Raw records
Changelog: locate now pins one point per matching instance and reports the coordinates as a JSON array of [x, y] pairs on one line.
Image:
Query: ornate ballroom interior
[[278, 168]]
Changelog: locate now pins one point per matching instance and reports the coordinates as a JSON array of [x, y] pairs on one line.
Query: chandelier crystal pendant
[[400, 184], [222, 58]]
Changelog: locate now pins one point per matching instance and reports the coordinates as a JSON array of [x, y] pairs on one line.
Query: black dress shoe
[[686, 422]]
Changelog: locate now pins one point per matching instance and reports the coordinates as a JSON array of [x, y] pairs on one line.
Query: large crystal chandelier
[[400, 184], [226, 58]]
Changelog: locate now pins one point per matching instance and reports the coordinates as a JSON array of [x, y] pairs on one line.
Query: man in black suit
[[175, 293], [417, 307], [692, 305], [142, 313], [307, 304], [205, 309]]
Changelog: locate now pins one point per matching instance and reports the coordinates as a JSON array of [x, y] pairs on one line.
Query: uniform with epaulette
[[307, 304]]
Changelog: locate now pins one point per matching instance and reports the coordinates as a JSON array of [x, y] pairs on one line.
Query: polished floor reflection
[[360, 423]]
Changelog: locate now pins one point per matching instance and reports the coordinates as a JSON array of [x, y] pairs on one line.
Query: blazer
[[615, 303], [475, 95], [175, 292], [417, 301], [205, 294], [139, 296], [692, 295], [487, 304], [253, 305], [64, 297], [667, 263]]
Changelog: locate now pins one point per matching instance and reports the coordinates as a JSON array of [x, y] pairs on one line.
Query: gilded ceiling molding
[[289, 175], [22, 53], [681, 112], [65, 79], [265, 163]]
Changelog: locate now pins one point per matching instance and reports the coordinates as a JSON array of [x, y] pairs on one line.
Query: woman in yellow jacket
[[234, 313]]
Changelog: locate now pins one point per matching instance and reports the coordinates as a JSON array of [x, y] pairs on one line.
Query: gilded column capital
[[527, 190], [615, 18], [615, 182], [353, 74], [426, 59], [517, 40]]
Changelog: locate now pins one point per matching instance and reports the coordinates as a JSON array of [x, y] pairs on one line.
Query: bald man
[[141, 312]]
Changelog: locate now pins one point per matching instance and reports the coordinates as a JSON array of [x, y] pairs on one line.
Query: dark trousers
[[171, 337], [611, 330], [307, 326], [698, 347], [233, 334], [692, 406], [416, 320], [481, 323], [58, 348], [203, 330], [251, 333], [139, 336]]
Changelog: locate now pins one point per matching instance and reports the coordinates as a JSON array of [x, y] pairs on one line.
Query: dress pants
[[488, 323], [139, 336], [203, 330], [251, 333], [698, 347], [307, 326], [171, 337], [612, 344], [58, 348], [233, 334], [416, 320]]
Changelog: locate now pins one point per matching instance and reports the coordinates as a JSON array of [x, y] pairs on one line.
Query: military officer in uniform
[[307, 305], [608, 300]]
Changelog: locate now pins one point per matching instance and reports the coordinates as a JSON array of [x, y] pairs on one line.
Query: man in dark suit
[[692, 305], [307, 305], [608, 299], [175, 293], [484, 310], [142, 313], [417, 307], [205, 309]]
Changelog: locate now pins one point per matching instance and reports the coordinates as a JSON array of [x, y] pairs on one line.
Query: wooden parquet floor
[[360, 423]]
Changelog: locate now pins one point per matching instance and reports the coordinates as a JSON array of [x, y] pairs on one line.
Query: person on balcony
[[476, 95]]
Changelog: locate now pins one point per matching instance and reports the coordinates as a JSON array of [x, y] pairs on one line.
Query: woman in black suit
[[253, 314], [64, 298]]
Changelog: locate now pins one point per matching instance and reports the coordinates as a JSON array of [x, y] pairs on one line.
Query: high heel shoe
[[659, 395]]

**What is required**.
Transcribe every entry exactly, omitting nothing.

**Response for this exercise**.
Changelog: locate now pins one point per matching instance and reports the coordinates as a JSON array of [x, y] pairs on one line.
Image:
Query: ornate ballroom interior
[[278, 168]]
Changelog: locate now pins one point per matching instance and reports the coordinates as a JSON array of [x, y] pairs on one line.
Query: chandelier crystal pendant
[[400, 184], [222, 58]]
Changelog: locate now pins one point per matching instance and reports the coordinates as a JSON array of [x, y] pairs on one line.
Query: black dress shoe
[[686, 422]]
Changelog: locate now pins one point per matching instance and reports the coordinates as a JSON array of [x, y] pairs on one line.
Query: large crystal chandelier
[[400, 184], [226, 58]]
Changelog: locate now pins one point per matching instance and reports the coordinates as a JSON array of [x, y] pairs on one line.
Query: man in black suit
[[175, 293], [417, 307], [692, 305], [142, 313], [307, 304], [205, 309]]
Changelog: locate now pins one point per matching instance and reports the coordinates as a JSON array of [x, y] pairs on one line.
Query: uniform with epaulette
[[307, 304]]
Changelog: locate now pins one point per matching instance and reports the coordinates as a JSON array of [x, y] pairs on one line.
Query: polished floor reflection
[[360, 423]]
Changelog: locate now pins one point per matching instance and reports the coordinates as a JSON array of [x, y] pairs on one line.
Query: blazer
[[615, 303], [475, 95], [175, 292], [417, 301], [205, 294], [139, 296], [692, 295], [487, 304], [253, 305], [64, 297], [667, 263]]
Changelog: locate now pins one point per matching instance and reports the coordinates as a JSON array of [x, y] pairs on one line.
Query: gilded ceiling molding
[[289, 175], [22, 53], [681, 112], [65, 79], [265, 163]]
Changelog: locate now pins one point per matching instance and reports the coordinates as a JSON array of [x, y] pairs on one line.
Query: woman in yellow jacket
[[234, 313]]
Changelog: locate now pins one point per matching instance and reports the coordinates as a JSON array of [x, y] pairs on one line.
Query: gilded column capital
[[527, 190], [615, 18], [615, 182], [353, 74], [426, 59], [517, 40]]
Changelog: locate now pins one point per matching instance and reports the coordinates as a JSON array of [x, y] pairs on one line.
Query: bald man
[[141, 312]]
Changelog: locate now pins one point per matching instance and reports the coordinates as a JSON array of [x, y] pairs on one line.
Query: dark trousers
[[171, 337], [611, 330], [307, 326], [698, 347], [233, 334], [692, 406], [416, 320], [481, 323], [58, 348], [203, 330], [251, 333], [139, 336]]
Changelog: locate now pins one point per matching instance and reports the coordinates as a JSON array of [x, y] pairs on one line.
Query: dress pants
[[488, 323], [139, 336], [203, 330], [251, 333], [698, 347], [307, 326], [171, 337], [612, 344], [58, 348], [233, 334], [416, 320]]
Changelog: locate now pins one point per matching instance and reports the coordinates as a JSON array of [x, y] pairs on one line.
Query: military officer in uniform
[[307, 305], [608, 300]]
Changelog: locate now pins one point per matching instance and reports the coordinates as a JSON array of [x, y] pairs on one line.
Query: man in dark suit
[[692, 305], [307, 305], [608, 299], [175, 293], [484, 310], [142, 313], [417, 307], [205, 309]]
Changelog: locate now pins one point per matching instance and reports the coordinates as a JSON array of [x, y] pairs on one line.
Query: wooden parquet floor
[[360, 423]]
Changelog: locate now pins one point per matching instance and reports the coordinates as a JSON array of [x, y] pairs on one line.
Query: person on balcony
[[476, 95]]
Changelog: locate now pins one point per matching instance and reports the coordinates as a JSON array of [x, y] pairs on one line.
Query: woman in black suit
[[253, 314], [64, 298]]
Changelog: locate now pins one point per matching instance and reports the coordinates as a JSON array of [x, y] pairs on one line.
Query: high heel shoe
[[659, 395]]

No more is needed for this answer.